## TASK BRIEF
Repeat the data exactly, every last line of it.

Records drawn from a dataset:
━━━━━━━━━━━━━━━━

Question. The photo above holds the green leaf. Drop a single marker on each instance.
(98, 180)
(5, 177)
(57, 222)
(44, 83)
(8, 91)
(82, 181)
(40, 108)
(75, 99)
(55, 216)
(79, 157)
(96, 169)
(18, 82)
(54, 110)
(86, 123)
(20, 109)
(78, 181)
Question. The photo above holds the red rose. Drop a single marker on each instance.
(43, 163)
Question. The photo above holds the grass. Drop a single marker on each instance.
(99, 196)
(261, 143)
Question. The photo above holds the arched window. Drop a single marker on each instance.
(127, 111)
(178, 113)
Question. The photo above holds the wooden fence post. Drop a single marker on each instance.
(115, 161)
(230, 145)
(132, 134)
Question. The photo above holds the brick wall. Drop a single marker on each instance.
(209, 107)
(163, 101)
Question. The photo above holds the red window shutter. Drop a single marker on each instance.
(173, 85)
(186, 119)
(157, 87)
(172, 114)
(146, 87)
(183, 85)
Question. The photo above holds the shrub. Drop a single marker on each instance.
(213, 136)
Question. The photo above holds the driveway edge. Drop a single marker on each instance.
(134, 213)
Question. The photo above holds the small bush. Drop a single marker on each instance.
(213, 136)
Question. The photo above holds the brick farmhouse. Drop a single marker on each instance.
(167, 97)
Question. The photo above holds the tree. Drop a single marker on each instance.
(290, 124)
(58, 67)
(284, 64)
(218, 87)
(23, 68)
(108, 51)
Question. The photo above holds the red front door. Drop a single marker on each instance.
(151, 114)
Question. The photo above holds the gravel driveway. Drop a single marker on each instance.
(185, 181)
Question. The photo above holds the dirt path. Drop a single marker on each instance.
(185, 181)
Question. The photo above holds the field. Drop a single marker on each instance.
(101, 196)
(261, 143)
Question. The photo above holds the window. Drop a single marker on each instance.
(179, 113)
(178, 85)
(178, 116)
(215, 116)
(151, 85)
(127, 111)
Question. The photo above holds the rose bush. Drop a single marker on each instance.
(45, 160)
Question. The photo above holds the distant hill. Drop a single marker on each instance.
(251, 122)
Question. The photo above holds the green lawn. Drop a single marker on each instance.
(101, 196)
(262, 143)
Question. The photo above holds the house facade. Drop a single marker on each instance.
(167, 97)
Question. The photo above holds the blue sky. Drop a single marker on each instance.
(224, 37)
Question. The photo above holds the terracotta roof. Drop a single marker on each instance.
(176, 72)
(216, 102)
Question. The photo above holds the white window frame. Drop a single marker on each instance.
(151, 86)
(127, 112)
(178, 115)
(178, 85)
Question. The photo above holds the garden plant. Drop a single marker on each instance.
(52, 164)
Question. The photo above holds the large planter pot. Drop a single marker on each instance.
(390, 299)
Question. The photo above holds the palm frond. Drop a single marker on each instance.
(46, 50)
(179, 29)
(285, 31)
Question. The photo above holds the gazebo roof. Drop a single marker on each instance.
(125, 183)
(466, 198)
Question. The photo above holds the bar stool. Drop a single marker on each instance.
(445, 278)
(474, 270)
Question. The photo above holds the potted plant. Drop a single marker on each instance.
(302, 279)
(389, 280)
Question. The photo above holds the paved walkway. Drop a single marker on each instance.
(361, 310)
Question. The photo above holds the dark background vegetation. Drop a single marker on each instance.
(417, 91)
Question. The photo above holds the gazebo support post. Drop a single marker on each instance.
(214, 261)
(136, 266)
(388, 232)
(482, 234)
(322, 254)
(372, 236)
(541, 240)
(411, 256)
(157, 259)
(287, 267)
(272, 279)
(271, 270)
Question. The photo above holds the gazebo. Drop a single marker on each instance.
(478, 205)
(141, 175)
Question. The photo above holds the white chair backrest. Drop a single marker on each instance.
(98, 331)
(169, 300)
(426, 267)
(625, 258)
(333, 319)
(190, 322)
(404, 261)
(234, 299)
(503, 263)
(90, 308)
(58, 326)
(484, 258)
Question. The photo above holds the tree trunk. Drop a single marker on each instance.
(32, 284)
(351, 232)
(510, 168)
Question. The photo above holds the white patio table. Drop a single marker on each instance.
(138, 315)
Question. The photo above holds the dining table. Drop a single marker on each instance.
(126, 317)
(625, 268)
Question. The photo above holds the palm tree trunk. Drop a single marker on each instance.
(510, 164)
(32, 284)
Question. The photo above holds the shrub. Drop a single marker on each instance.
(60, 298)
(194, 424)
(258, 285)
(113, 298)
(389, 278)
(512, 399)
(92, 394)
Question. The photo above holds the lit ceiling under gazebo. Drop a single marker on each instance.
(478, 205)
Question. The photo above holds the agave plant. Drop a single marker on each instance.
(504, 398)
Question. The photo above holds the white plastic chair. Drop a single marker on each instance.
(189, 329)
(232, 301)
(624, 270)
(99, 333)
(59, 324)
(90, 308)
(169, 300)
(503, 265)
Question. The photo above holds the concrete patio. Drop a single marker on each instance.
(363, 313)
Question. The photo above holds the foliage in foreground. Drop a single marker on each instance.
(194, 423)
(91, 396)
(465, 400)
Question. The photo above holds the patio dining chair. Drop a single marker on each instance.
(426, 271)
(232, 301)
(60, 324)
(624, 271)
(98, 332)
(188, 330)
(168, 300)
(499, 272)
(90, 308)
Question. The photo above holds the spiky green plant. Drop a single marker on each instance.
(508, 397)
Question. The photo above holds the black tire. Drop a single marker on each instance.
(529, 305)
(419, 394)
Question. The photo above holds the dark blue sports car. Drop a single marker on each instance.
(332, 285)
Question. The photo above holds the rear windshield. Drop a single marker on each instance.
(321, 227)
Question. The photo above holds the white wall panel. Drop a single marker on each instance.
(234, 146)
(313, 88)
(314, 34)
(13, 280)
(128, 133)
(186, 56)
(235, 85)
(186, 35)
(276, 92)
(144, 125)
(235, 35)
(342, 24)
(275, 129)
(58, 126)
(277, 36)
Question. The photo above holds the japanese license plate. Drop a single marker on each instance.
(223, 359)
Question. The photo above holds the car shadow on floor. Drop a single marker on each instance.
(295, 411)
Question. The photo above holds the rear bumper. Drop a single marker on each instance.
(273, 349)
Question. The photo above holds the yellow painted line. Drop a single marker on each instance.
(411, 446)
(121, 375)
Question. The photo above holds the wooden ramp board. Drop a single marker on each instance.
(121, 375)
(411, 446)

━━━━━━━━━━━━━━━━

## ANSWER
Question. The photo above holds the green leaf. Drop a single marker on each instance.
(98, 180)
(5, 177)
(57, 222)
(44, 83)
(8, 91)
(82, 181)
(40, 108)
(75, 99)
(55, 216)
(79, 157)
(96, 169)
(18, 82)
(54, 110)
(86, 123)
(20, 109)
(78, 181)
Question. The photo above holds the red rose. Drop a single marker on each instance.
(43, 163)
Question. The photo above holds the grass. Drop a single marker on each instance.
(99, 196)
(261, 143)
Question. The photo above holds the arched window. Drop a single marker on each instance.
(127, 111)
(178, 113)
Question. The photo above holds the wooden fence post. Drop a single marker on each instance.
(115, 161)
(230, 145)
(132, 134)
Question. The photo above holds the brick wall. Drop a single marker on each instance.
(209, 107)
(163, 101)
Question. The photo above holds the red window shutter. Drop a single marker on each instance.
(173, 85)
(186, 119)
(157, 87)
(172, 114)
(146, 87)
(183, 85)
Question. The photo above holds the shrub. Drop a single marker on each instance.
(213, 136)
Question. The photo above holds the driveway edge. Drop a single marker on each instance.
(134, 213)
Question. The photo above holds the small bush. Drop a single marker on each instance.
(213, 136)
Question. The photo above holds the brick farmhouse. Drop a single marker on each instance.
(167, 97)
Question. The photo above holds the tree. Drop a single marker on each instance.
(290, 124)
(58, 67)
(284, 64)
(218, 87)
(23, 68)
(108, 51)
Question. The photo above holds the red front door. Drop a single marker on each instance.
(151, 114)
Question. The photo above holds the gravel driveway. Drop a single marker on each instance.
(185, 181)
Question. The photo above holds the dirt path. Drop a single marker on each instance.
(185, 181)
Question. The photo above holds the field. Drop a single marker on each instance.
(101, 196)
(261, 143)
Question. The photo above holds the window. Drop a single marker on each instance.
(179, 113)
(178, 85)
(178, 116)
(215, 116)
(151, 85)
(127, 111)
Question. The photo above holds the rose bush. Drop a single marker on each instance.
(45, 160)
Question. The photo above holds the distant hill. Drop a single marker on each instance.
(251, 122)
Question. The photo above holds the green lawn. Drop a single marker on each instance.
(101, 196)
(262, 143)
Question. The photo above holds the house facade. Drop a single marker on each instance.
(167, 97)
Question. The photo above holds the blue sky. Drop a single marker on each instance.
(224, 37)
Question. The photo above holds the terracotta roof. Drop a single marker on each instance.
(176, 72)
(216, 102)
Question. The photo above holds the white window frame. Drop a single marker on each instance.
(151, 86)
(127, 112)
(178, 115)
(178, 85)
Question. The photo above holds the garden plant. Drop a single marker on each instance.
(52, 164)
Question. The photo above holds the large planter pot. Drop a single marker on each instance.
(390, 299)
Question. The photo above holds the palm frond. Drop a single marker on each instance.
(46, 50)
(179, 29)
(285, 31)
Question. The photo above holds the gazebo roof. Drop a single marker on each instance.
(125, 183)
(466, 198)
Question. The photo above holds the bar stool. Drop a single marker on each instance.
(445, 278)
(474, 270)
Question. The photo above holds the potted plant. Drop a single marker on each instance.
(302, 279)
(389, 280)
Question. The photo above holds the paved walkway. Drop a single marker on each instance.
(361, 310)
Question. The photo above holds the dark background vegetation. Drop a single marker on each instance.
(417, 91)
Question. The photo above holds the gazebo support post. Drop a single marker on each instance.
(214, 261)
(136, 266)
(388, 232)
(482, 234)
(322, 254)
(372, 236)
(541, 240)
(411, 256)
(157, 259)
(287, 267)
(272, 279)
(271, 270)
Question. The photo above holds the gazebo. Drop a single marker on each instance.
(478, 205)
(141, 175)
Question. The photo above holds the white chair backrest. Drop a single marker on each instance.
(98, 331)
(169, 300)
(426, 267)
(625, 258)
(333, 319)
(190, 322)
(404, 261)
(234, 299)
(503, 263)
(90, 308)
(58, 326)
(484, 258)
Question. The photo above holds the tree trunk. Drop a single marker on each instance.
(32, 284)
(351, 232)
(510, 168)
Question. The photo above holds the white patio table. Drop a single marker on each instance.
(138, 315)
Question. The photo above holds the dining table. Drop a single marker on each instance.
(126, 317)
(625, 268)
Question. The photo above holds the palm tree trunk. Drop a single marker on each instance.
(510, 164)
(32, 284)
Question. The photo above holds the shrub. Drop a single marker on each instance.
(60, 298)
(194, 424)
(258, 285)
(113, 298)
(389, 278)
(512, 399)
(92, 394)
Question. The photo above holds the lit ceiling under gazebo. Drop a single marker on each instance.
(478, 205)
Question. The photo above holds the agave plant. Drop a single marker on each instance.
(504, 398)
Question. The photo above holds the white plastic chair. Drop a single marker on each instance.
(189, 329)
(232, 301)
(624, 270)
(99, 333)
(59, 324)
(90, 308)
(169, 300)
(503, 265)
Question. The photo above holds the concrete patio. Drop a single marker on each instance.
(363, 313)
Question. The photo above holds the foliage in foreground. Drop a single marker on each instance.
(194, 423)
(91, 396)
(465, 400)
Question. The photo above holds the patio dining chair. Drop a single marker on each instance.
(426, 271)
(232, 301)
(60, 324)
(624, 271)
(98, 332)
(188, 330)
(168, 300)
(499, 272)
(90, 308)
Question. The photo above holds the spiky green plant. Drop a single marker on each instance.
(508, 397)
Question. The photo above holds the black tire. Drop a single marker on each instance.
(529, 305)
(419, 394)
Question. The photo above holds the dark blue sports car. Drop a single marker on each instance.
(332, 285)
Question. The photo above holds the rear windshield. Drop a single marker on each instance.
(321, 227)
Question. The photo above holds the white wall panel. Drop a single marker on each instance.
(234, 146)
(313, 88)
(314, 34)
(13, 280)
(128, 133)
(186, 56)
(235, 85)
(186, 35)
(276, 92)
(144, 125)
(235, 35)
(342, 24)
(275, 129)
(58, 126)
(277, 36)
Question. The photo above holds the japanese license plate. Drop a single marker on each instance.
(223, 359)
Question. The photo above holds the car shadow on floor. Drop a single marker on each instance.
(295, 411)
Question. The photo above holds the rear bumper. Drop a single marker on each instance.
(273, 349)
Question. The photo above holds the yellow painted line. Drop a single marker on each instance.
(411, 446)
(121, 375)
Question. The photo above holds the wooden ramp board. Drop a single marker on each instance.
(121, 375)
(411, 446)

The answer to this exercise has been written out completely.